- JOB A: In the Gaggan Anand profile, what year does he plan to move to Japan?
- JOB B: Carry the Gaggan Anand profile forward, starting right after its last sentence.

My dream is to have a restaurant with a two-year waiting list! That’s why, in 2020, Gaggan Anand plans to move to Japan. The man who put India on the global food map — with Gaggan in Bangkok — tells t2 what’s next as chef, as father and as dreamer

TT Bureau Published 04.11.16, 12:00 AM
Gaggan Anand, whose restaurant Gaggan in Bangkok took the top honours in the San Pellegrino list of Asia’s 50 Best Restaurants 2016

Through the open door of a ground floor flat in Metropolitan Housing Society off the Bypass — converted into the Khichdi Khichri kitchen — Gaggan Anand waves at t2. He is dressed casually in a Foo Fighters grey T-shirt, army-print track pants, chappals and an iWatch strapped around his wrist. His waist has expanded several inches from the last time we met in 2013 — no doubt a sign of food and fame — because his Indian molecular gastronomy restaurant Gaggan in Bangkok, ranked #1 in Asia’s 50 Best Restaurants 2016 for the second consecutive year. The 38-year-old ex-student of St. Thomas’ Boys’ School strokes his beard and sits down to chat.

- DATA PROVIDED:
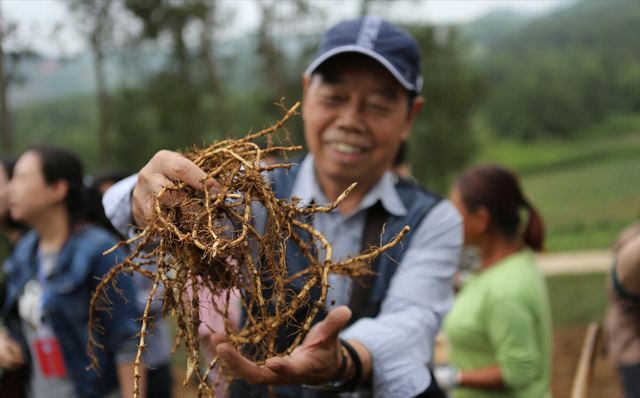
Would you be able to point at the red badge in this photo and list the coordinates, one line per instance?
(49, 356)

- FINAL ANSWER A: 2020

- FINAL ANSWER B:
In 2013, you said you hate shaving… and now you have a beard to prove that right! 
(Laughs) I’m too lazy to get rid of all this hair! 

“Tasting sessions with Tara” wrote new dad Gaggan on Instagram. Gagan’s wife Pui, is Thai. 

You became a dad six months ago to baby Tara… tell us more!
Six months and 17 days (as on October 31). (Takes out his phone, flicks through images and stops at one of him and Tara on a flight.) She sleeps with me on my chest. I’ve started travelling with her because I want her to get used to my lifestyle and me. With my eating experience, she will become a foodie. The moment she turned six months (snaps fingers), we started travelling together. We went to Jeju, Seoul, Milan, Spain, Barcelona and she was supposed to be in Hong Kong too but she had a running nose, so we stopped. Next month, she’s going to Japan. I want her to have a normal life and choose what she wants to be. She wants to be a tomboy, DJ, Playboy model… I don’t care… but she has to be a foodie! 

“She sleeps with me on my chest. I’ve started travelling with her because I want her to get used to my lifestyle and me.... She wants to be a tomboy, DJ, Playboy model… I don’t care… but she has to be a foodie!” says Gaggan.

What kind of a father is Gaggan?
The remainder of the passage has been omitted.